SET TASK
Give only the number of lines in the records below that contain the string "trunk", with case counting.

DATA SUPPLIED
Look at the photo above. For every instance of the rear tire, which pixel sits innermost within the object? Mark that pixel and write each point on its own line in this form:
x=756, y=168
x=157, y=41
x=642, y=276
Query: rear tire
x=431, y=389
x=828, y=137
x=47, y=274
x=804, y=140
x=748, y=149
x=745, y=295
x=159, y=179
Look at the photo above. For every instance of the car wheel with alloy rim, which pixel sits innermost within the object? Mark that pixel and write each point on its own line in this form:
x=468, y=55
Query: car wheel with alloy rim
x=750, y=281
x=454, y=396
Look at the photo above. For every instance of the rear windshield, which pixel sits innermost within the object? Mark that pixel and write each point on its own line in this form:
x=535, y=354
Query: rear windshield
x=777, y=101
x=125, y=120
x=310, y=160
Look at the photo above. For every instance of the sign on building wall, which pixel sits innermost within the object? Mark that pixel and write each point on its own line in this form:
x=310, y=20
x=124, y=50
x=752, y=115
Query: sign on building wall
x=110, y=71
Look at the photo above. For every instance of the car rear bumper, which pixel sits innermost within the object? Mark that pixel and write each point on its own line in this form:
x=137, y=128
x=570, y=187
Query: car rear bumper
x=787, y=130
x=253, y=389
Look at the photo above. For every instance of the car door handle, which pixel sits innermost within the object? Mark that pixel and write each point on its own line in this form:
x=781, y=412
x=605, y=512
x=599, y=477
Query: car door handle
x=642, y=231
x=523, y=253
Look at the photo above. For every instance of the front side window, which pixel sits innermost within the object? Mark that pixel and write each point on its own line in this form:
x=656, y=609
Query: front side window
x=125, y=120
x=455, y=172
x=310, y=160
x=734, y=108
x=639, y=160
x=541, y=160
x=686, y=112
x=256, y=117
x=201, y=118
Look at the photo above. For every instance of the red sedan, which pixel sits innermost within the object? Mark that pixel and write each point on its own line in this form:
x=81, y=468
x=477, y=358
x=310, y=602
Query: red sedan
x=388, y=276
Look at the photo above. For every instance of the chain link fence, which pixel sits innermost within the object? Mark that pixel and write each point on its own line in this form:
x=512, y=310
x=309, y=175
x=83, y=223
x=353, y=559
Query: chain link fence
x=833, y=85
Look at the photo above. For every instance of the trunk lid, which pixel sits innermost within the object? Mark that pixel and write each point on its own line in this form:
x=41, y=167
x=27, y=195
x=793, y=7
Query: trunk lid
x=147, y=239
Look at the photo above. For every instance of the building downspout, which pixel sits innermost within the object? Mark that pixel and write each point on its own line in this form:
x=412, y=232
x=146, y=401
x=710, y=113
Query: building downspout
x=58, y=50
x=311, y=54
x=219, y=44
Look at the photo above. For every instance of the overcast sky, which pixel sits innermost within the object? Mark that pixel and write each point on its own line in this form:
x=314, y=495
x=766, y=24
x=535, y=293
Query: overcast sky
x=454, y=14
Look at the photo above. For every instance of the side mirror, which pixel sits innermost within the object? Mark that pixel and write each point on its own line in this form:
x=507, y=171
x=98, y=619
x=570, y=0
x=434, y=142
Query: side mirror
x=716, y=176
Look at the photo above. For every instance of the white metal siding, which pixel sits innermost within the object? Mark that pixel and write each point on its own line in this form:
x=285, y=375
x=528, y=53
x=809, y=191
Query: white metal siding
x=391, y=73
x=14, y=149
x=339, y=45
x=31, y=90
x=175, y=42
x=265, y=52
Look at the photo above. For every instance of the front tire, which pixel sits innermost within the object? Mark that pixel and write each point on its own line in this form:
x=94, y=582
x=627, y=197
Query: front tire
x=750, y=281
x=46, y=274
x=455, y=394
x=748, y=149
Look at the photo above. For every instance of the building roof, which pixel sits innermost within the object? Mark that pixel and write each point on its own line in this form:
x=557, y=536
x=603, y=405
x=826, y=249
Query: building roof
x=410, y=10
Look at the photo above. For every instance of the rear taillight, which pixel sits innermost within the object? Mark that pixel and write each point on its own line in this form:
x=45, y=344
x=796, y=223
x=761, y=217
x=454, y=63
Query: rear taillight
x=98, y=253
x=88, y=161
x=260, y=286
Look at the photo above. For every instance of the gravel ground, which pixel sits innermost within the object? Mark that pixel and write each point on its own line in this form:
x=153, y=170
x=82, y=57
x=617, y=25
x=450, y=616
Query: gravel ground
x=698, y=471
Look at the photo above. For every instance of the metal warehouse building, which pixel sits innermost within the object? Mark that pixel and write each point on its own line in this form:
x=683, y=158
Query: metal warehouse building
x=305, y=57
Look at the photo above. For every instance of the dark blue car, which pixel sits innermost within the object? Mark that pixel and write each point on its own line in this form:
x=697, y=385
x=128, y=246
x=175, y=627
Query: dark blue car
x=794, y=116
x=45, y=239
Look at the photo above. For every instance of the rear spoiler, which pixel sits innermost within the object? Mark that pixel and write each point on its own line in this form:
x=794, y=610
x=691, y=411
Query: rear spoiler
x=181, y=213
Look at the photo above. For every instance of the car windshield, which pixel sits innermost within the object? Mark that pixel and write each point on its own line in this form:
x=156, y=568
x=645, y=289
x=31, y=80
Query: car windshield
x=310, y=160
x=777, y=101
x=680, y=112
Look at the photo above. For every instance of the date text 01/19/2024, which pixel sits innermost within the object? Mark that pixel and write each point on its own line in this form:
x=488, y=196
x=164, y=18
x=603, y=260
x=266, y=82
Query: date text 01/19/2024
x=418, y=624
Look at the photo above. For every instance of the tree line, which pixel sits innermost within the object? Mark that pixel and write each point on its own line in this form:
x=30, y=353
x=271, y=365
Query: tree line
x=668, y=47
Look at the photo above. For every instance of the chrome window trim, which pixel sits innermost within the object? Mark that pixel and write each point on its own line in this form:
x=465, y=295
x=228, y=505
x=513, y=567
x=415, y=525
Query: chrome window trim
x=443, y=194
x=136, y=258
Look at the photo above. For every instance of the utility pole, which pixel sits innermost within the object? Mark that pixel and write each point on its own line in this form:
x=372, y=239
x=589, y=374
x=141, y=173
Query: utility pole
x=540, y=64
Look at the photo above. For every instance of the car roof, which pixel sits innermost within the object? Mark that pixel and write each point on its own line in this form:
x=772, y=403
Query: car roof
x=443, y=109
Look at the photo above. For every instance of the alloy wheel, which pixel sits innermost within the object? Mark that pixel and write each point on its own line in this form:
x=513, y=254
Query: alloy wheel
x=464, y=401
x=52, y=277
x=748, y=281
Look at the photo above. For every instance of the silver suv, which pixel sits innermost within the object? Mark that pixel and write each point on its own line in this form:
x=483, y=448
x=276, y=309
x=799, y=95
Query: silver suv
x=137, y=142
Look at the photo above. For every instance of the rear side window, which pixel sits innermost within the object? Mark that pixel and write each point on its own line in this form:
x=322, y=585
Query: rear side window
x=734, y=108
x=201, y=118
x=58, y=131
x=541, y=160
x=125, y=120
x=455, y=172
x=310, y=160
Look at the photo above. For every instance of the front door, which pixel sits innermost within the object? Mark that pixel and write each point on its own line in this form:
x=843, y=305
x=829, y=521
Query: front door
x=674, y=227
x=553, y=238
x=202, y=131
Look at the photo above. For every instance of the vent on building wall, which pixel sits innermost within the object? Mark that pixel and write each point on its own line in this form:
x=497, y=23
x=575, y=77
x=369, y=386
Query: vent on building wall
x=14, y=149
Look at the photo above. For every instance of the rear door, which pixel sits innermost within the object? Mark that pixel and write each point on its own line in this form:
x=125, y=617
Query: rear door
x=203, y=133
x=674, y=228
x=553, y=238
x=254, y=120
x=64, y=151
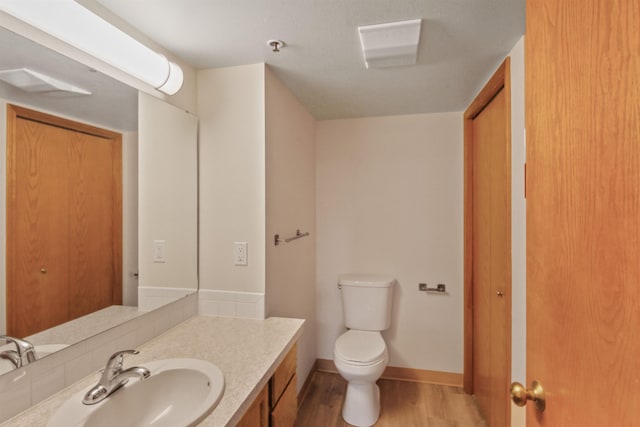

WRITTEN SOLUTION
2